Stated goal.
Reproduce the material below verbatim, from the line containing "In this picture, where can the small dark" up to and including the line containing "point(315, 324)", and nothing else.

____________________

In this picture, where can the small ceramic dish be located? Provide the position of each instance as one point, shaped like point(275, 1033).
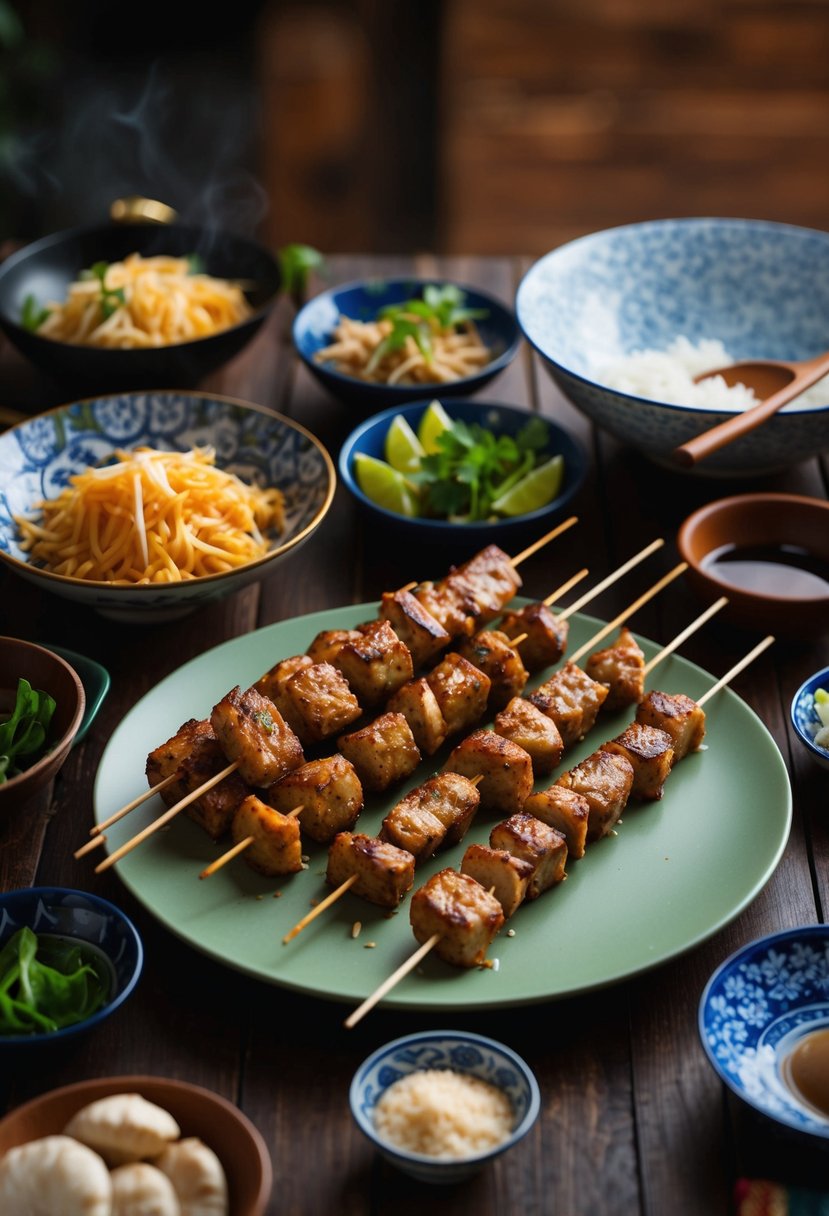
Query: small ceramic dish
point(46, 671)
point(768, 553)
point(199, 1113)
point(95, 679)
point(314, 326)
point(755, 1012)
point(90, 921)
point(38, 457)
point(460, 1052)
point(805, 715)
point(370, 437)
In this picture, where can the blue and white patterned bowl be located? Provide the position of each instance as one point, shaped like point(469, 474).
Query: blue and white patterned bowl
point(760, 287)
point(38, 457)
point(804, 715)
point(755, 1008)
point(315, 322)
point(455, 1050)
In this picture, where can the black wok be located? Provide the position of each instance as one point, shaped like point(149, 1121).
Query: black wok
point(45, 269)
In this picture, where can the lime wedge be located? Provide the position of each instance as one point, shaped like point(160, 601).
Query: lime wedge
point(534, 490)
point(404, 450)
point(434, 421)
point(384, 485)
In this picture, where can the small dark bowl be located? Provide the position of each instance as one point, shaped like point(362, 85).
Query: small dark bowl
point(49, 673)
point(45, 268)
point(765, 523)
point(214, 1120)
point(361, 300)
point(370, 438)
point(88, 918)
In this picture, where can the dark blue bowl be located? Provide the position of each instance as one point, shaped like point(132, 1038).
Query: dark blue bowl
point(88, 918)
point(370, 438)
point(315, 324)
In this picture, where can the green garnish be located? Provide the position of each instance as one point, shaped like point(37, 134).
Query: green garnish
point(32, 315)
point(440, 309)
point(45, 984)
point(111, 300)
point(23, 732)
point(295, 264)
point(473, 467)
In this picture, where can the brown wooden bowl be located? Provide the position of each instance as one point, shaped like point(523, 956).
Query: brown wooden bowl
point(782, 583)
point(218, 1122)
point(51, 674)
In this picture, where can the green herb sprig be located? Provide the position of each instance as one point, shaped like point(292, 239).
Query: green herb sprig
point(23, 732)
point(48, 992)
point(473, 467)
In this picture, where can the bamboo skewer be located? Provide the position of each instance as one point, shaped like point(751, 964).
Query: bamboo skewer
point(627, 612)
point(240, 846)
point(612, 578)
point(684, 635)
point(738, 666)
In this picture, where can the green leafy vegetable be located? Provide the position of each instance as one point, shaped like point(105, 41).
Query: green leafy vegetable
point(473, 467)
point(48, 983)
point(23, 732)
point(440, 309)
point(295, 264)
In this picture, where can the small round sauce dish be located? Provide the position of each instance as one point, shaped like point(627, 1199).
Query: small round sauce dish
point(768, 553)
point(763, 1022)
point(471, 1090)
point(806, 715)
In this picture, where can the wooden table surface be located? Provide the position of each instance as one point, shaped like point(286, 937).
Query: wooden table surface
point(633, 1119)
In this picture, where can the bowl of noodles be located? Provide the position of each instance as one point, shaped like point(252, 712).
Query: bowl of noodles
point(146, 506)
point(135, 305)
point(385, 342)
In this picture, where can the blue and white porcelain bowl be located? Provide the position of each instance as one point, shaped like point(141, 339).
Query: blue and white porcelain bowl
point(760, 287)
point(315, 322)
point(805, 716)
point(756, 1007)
point(461, 1052)
point(40, 455)
point(90, 921)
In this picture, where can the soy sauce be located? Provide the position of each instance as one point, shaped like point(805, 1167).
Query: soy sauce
point(787, 572)
point(806, 1070)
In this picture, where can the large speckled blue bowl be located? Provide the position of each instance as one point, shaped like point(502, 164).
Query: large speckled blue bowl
point(761, 288)
point(38, 457)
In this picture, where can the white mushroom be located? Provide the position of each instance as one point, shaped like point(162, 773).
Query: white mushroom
point(124, 1127)
point(55, 1176)
point(198, 1177)
point(141, 1189)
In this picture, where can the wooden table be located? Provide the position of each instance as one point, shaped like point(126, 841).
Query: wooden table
point(633, 1119)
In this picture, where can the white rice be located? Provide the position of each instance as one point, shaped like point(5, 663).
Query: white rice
point(444, 1114)
point(669, 376)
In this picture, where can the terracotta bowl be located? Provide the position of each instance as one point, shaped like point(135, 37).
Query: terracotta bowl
point(51, 674)
point(780, 584)
point(218, 1122)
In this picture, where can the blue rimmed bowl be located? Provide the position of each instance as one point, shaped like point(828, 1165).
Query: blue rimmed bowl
point(370, 438)
point(38, 457)
point(805, 716)
point(755, 1009)
point(314, 326)
point(461, 1052)
point(760, 287)
point(88, 919)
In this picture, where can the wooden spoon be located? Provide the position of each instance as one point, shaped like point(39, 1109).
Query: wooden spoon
point(773, 380)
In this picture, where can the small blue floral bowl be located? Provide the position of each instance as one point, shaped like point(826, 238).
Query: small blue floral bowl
point(40, 455)
point(314, 326)
point(760, 287)
point(805, 716)
point(90, 921)
point(460, 1052)
point(755, 1009)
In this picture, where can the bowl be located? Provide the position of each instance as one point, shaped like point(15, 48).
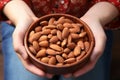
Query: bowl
point(59, 43)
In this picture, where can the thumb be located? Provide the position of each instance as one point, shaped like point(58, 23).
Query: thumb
point(22, 52)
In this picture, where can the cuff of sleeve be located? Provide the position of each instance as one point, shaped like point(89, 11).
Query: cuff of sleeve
point(116, 3)
point(3, 3)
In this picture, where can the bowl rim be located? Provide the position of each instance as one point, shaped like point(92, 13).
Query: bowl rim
point(88, 53)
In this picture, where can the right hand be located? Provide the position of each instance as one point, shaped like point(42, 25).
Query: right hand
point(18, 37)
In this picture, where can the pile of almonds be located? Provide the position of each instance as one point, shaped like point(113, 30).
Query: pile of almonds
point(58, 41)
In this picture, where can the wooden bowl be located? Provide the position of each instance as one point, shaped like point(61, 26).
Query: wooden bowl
point(61, 69)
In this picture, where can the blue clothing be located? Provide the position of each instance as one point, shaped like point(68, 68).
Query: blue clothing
point(14, 70)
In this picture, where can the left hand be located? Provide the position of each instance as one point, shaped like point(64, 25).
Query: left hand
point(100, 40)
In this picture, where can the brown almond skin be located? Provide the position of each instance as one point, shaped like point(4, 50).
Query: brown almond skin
point(31, 33)
point(32, 50)
point(55, 47)
point(74, 36)
point(41, 53)
point(44, 23)
point(51, 52)
point(51, 21)
point(43, 38)
point(45, 59)
point(65, 33)
point(81, 55)
point(64, 55)
point(71, 45)
point(77, 27)
point(71, 55)
point(59, 35)
point(68, 20)
point(54, 32)
point(60, 27)
point(64, 42)
point(38, 29)
point(52, 61)
point(34, 37)
point(60, 20)
point(46, 31)
point(77, 50)
point(69, 39)
point(66, 50)
point(53, 39)
point(36, 45)
point(50, 27)
point(87, 45)
point(70, 60)
point(82, 34)
point(81, 44)
point(59, 59)
point(68, 25)
point(44, 43)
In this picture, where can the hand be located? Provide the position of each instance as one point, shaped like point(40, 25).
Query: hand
point(18, 37)
point(100, 40)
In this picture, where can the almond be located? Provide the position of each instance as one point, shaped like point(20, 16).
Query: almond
point(82, 34)
point(43, 38)
point(71, 55)
point(44, 23)
point(34, 37)
point(32, 50)
point(38, 29)
point(60, 27)
point(74, 36)
point(56, 47)
point(53, 39)
point(36, 45)
point(46, 31)
point(59, 59)
point(87, 45)
point(81, 44)
point(77, 50)
point(65, 33)
point(81, 55)
point(44, 43)
point(45, 59)
point(64, 43)
point(41, 53)
point(52, 61)
point(51, 52)
point(54, 32)
point(60, 20)
point(68, 25)
point(71, 45)
point(51, 21)
point(50, 27)
point(70, 60)
point(59, 35)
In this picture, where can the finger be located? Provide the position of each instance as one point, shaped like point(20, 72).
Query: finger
point(68, 75)
point(32, 68)
point(49, 75)
point(98, 49)
point(84, 69)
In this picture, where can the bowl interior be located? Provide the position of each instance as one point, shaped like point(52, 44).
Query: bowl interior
point(56, 16)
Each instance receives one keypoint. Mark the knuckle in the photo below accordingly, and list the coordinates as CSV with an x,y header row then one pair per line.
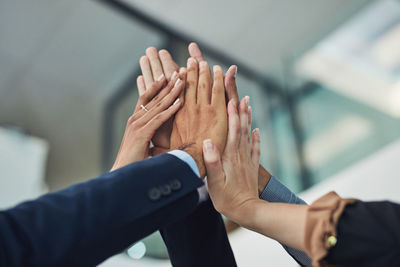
x,y
143,59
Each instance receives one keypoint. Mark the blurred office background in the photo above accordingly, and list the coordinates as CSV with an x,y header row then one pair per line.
x,y
323,79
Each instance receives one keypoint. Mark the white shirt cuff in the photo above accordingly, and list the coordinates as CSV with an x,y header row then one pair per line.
x,y
182,155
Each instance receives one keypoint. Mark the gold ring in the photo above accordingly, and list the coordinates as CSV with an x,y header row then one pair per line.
x,y
144,108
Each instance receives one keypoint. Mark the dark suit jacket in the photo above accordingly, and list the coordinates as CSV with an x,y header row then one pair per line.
x,y
368,234
199,239
86,223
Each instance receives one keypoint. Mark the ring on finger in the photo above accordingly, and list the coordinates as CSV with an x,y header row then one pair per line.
x,y
144,108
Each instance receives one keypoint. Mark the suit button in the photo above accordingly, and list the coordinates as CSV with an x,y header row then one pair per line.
x,y
154,194
165,190
175,184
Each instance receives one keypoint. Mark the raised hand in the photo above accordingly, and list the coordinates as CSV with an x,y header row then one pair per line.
x,y
232,94
154,107
153,65
233,179
203,115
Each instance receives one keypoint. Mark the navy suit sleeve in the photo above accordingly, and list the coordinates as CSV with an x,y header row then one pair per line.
x,y
86,223
199,239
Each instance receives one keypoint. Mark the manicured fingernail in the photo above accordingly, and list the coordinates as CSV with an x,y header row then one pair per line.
x,y
215,68
176,101
191,61
177,83
203,64
159,79
247,99
208,146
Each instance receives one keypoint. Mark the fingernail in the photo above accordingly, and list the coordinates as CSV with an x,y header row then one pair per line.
x,y
215,68
191,61
247,99
159,79
176,101
177,83
208,146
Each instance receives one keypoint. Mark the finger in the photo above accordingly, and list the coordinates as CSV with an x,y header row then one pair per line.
x,y
233,128
163,104
212,161
230,84
244,126
204,86
146,71
155,63
155,123
191,81
218,90
182,76
155,150
195,52
148,95
255,147
250,114
141,85
163,92
168,64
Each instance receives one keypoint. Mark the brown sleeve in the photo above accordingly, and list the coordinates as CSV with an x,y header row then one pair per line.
x,y
321,221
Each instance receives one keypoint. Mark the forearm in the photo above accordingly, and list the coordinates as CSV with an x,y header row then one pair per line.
x,y
263,179
280,221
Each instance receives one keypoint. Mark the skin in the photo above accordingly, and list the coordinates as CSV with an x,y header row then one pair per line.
x,y
154,64
161,99
163,58
203,115
233,184
232,94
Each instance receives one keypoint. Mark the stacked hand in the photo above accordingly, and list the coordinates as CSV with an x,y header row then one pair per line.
x,y
154,107
235,179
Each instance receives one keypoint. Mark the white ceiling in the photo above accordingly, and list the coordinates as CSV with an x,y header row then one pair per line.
x,y
265,34
60,60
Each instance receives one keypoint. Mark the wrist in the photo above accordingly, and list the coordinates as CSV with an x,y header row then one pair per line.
x,y
196,152
246,216
263,178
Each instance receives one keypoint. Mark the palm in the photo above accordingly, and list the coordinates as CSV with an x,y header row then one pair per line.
x,y
162,136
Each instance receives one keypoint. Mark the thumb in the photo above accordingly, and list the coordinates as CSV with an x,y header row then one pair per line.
x,y
155,150
212,160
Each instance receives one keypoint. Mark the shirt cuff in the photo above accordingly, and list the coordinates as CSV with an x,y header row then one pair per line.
x,y
182,155
275,191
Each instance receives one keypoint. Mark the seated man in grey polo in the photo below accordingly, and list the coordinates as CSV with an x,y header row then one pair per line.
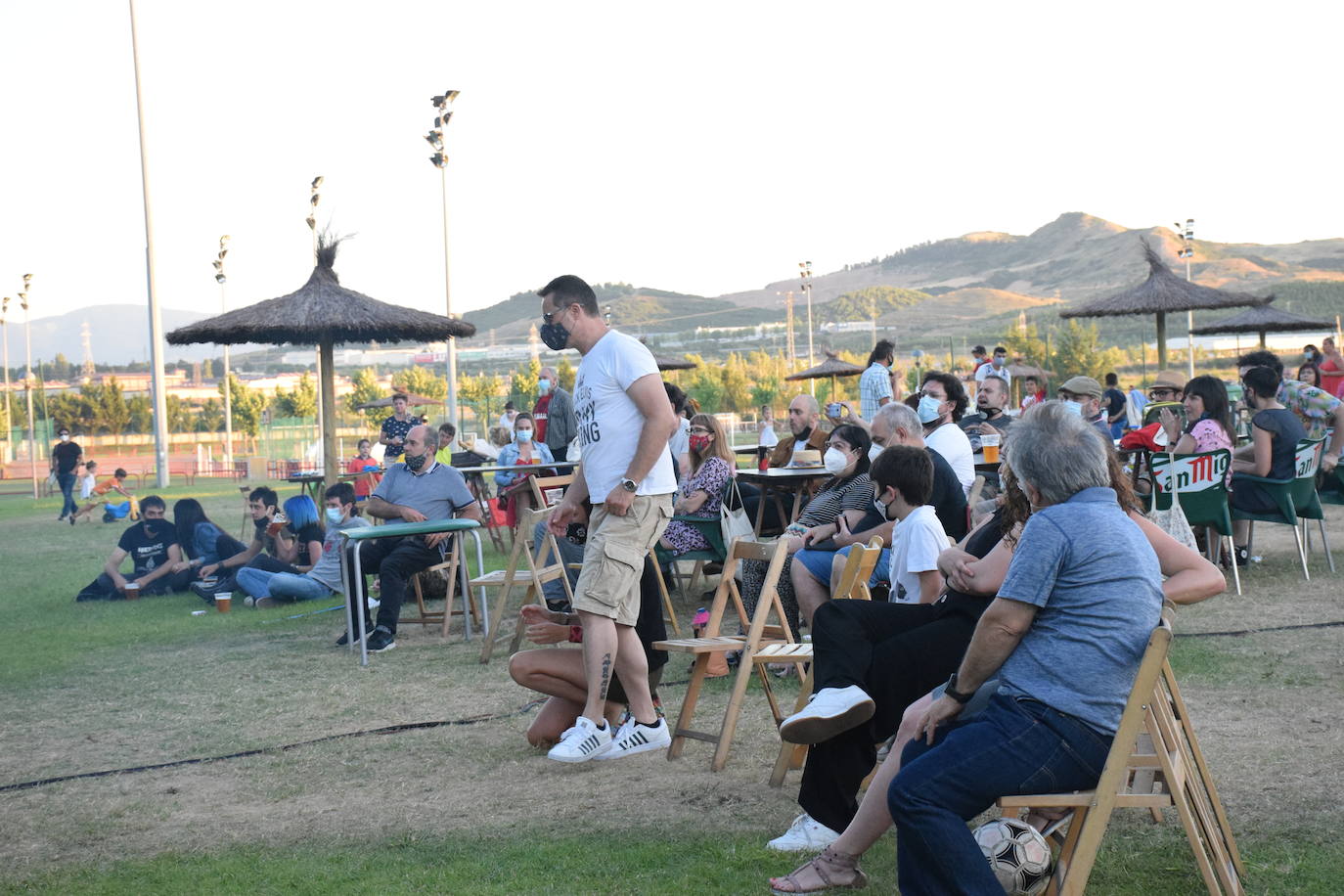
x,y
414,490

____________________

Full response.
In this picture, where can the small dark bowl be located? Provide the position of each instance as one point, shaped like point(362, 85).
Query: small dark bowl
point(49, 673)
point(45, 268)
point(765, 523)
point(214, 1120)
point(361, 300)
point(370, 438)
point(88, 918)
In this picture, where can the dark blue bowl be located? Provide the position of each instance as one point, shaped like point(132, 1038).
Query: dark blue bowl
point(88, 918)
point(370, 438)
point(315, 324)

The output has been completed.